# [Exercise directions]
Would you return the lines from the one that contains "Look at the photo above. For every instance of the parked" to the last line of the entries below, exactly and with nothing added?

# [Dataset content]
********************

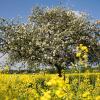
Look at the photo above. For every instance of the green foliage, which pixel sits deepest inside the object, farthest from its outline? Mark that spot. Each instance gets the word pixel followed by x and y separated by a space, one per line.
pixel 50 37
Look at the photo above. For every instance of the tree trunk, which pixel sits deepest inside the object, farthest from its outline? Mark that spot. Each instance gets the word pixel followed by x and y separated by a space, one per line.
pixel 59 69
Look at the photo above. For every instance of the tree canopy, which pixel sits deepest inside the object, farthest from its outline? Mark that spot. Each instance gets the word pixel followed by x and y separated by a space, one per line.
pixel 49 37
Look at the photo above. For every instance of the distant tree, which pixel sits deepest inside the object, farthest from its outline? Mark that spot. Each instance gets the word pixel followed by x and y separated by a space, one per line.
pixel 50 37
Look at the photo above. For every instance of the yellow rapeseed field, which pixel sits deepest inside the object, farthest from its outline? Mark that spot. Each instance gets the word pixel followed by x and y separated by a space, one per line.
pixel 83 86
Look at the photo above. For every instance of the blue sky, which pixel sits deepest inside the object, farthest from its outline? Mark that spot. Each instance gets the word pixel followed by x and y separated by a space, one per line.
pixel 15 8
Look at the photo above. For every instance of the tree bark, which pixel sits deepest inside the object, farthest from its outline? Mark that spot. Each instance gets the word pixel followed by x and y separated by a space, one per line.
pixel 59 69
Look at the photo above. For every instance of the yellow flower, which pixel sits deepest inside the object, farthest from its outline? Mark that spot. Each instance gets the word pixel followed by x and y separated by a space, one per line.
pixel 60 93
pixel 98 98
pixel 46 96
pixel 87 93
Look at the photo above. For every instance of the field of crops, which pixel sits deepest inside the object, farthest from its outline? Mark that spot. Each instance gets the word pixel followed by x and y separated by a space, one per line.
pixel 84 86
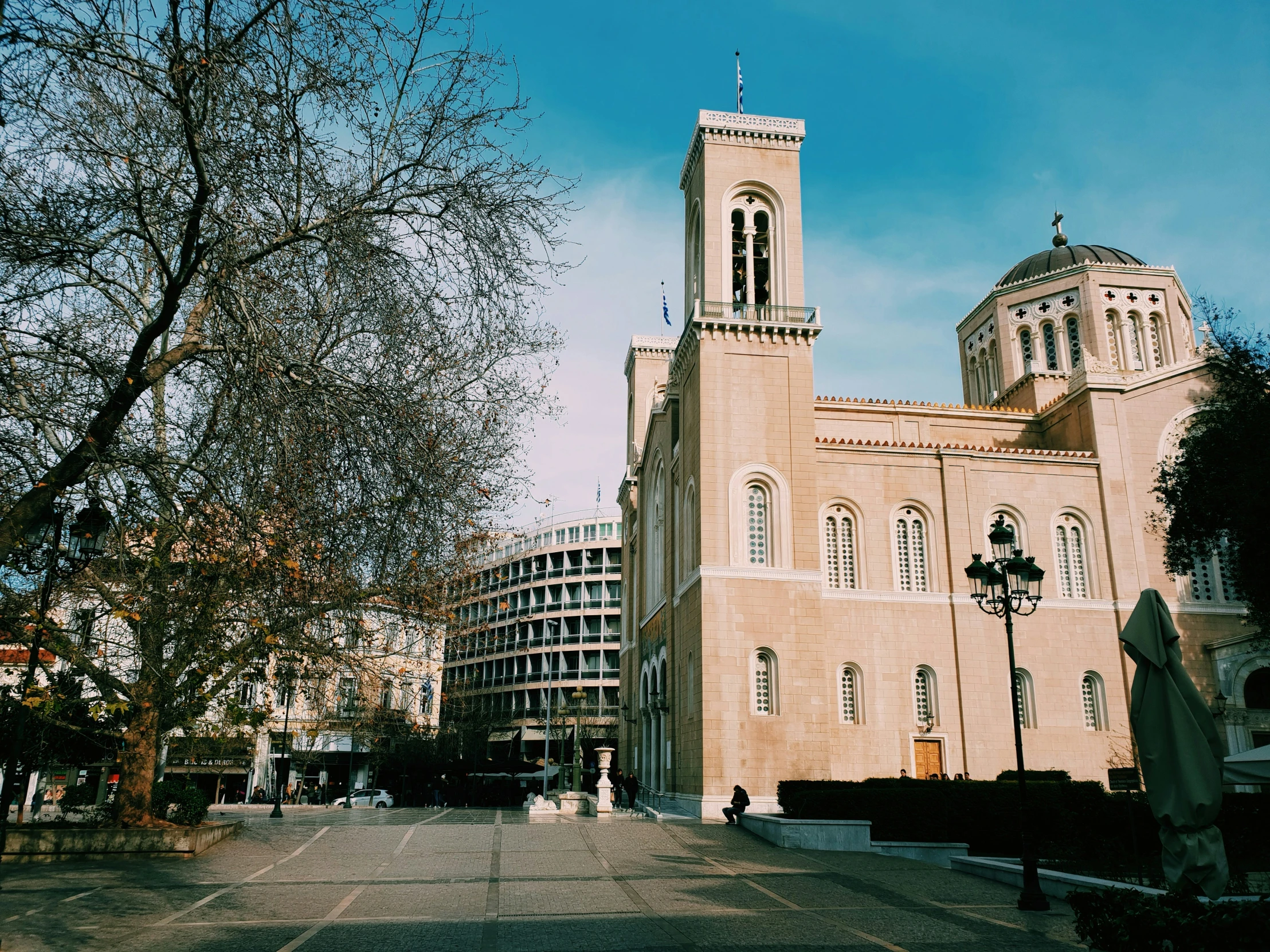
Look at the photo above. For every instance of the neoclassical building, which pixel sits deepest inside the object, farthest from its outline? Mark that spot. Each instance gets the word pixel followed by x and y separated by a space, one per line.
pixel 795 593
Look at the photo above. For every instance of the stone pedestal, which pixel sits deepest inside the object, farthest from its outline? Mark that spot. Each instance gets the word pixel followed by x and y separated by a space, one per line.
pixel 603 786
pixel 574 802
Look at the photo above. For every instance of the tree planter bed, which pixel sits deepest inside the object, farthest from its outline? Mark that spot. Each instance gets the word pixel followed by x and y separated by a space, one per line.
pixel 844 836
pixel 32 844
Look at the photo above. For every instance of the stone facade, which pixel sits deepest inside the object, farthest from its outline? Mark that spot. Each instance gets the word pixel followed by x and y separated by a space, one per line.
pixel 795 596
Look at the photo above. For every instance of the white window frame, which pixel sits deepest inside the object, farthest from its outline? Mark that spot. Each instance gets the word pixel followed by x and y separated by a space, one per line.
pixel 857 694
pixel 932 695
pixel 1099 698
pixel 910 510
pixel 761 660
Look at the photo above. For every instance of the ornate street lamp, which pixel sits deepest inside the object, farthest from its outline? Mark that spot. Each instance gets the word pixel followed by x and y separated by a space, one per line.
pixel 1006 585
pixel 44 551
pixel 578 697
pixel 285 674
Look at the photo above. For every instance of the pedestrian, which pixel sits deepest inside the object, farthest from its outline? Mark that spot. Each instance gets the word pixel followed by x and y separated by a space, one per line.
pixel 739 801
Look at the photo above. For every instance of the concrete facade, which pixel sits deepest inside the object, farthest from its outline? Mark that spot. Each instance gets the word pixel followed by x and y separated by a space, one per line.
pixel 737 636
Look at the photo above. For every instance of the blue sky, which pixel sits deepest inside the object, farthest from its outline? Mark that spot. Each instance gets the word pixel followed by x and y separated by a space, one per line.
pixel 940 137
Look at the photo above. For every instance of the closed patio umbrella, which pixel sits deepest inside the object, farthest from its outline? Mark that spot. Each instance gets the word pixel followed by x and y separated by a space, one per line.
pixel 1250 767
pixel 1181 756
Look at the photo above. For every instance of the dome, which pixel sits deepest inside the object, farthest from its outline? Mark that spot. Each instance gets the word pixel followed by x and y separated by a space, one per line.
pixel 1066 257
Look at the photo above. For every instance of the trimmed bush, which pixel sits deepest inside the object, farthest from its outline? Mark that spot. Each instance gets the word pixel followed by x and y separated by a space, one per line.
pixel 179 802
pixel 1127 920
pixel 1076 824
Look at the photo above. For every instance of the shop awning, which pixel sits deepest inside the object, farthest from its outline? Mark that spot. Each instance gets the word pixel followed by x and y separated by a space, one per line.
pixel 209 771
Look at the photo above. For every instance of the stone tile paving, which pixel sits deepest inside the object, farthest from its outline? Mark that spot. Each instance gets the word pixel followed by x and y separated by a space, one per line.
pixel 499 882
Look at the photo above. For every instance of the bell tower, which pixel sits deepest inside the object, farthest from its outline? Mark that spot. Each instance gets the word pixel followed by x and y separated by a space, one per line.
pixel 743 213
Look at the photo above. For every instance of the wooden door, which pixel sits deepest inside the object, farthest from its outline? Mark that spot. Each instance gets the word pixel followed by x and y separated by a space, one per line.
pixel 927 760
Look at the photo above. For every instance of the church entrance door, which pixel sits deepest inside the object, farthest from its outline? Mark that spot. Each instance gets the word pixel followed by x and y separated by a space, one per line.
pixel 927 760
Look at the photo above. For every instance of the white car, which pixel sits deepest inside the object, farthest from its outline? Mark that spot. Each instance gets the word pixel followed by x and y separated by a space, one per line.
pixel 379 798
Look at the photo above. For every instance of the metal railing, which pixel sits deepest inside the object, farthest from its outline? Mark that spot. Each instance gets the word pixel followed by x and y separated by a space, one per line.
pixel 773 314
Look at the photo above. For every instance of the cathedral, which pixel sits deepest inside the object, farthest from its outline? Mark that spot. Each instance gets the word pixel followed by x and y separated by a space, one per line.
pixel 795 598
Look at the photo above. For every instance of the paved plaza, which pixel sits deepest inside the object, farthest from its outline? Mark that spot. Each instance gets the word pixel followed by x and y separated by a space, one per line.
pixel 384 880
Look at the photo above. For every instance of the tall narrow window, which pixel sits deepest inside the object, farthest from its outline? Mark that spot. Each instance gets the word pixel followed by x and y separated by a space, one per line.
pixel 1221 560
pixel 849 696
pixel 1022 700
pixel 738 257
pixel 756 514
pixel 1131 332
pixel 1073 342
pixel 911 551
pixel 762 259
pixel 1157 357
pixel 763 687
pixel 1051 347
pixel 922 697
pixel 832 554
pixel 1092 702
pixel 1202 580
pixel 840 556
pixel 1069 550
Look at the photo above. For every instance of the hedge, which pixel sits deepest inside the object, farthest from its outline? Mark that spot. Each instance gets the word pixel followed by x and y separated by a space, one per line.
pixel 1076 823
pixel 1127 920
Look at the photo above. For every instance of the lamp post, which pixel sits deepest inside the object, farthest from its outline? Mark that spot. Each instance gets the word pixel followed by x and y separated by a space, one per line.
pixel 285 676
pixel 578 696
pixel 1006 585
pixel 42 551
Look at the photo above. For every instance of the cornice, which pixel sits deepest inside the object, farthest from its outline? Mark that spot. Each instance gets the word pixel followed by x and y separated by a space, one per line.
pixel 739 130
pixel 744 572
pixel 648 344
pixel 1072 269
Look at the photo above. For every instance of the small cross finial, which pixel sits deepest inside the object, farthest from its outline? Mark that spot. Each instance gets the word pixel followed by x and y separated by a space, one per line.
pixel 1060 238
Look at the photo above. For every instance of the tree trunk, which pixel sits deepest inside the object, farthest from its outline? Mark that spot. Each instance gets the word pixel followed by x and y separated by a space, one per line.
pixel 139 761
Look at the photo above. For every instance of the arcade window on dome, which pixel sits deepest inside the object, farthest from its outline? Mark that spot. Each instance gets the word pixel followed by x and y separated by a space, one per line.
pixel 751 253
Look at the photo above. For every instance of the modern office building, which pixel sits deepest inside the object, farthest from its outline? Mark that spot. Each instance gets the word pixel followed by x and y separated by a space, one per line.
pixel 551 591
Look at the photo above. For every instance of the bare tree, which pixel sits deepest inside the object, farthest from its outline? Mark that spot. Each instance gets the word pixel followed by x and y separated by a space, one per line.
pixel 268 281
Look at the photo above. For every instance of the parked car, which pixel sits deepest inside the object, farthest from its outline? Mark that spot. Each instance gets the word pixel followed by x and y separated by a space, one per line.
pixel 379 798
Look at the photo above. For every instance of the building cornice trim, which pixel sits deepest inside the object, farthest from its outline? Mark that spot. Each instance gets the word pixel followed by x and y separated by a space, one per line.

********************

# [Solution to this problem]
Look at the photo above. For every instance of the parked car, which pixel sits deepest inside the object, farthest from its outline? Mark that spot. Each instance gets the word pixel followed by x and y separated by a space, one per line.
pixel 379 798
Look at the photo above. For every instance of the building cornice trim, which pixel sits deepest inside the object, farthest from its outline? Mark that spot. Each instance gets the word pixel followed by x and y separated by a space, one per line.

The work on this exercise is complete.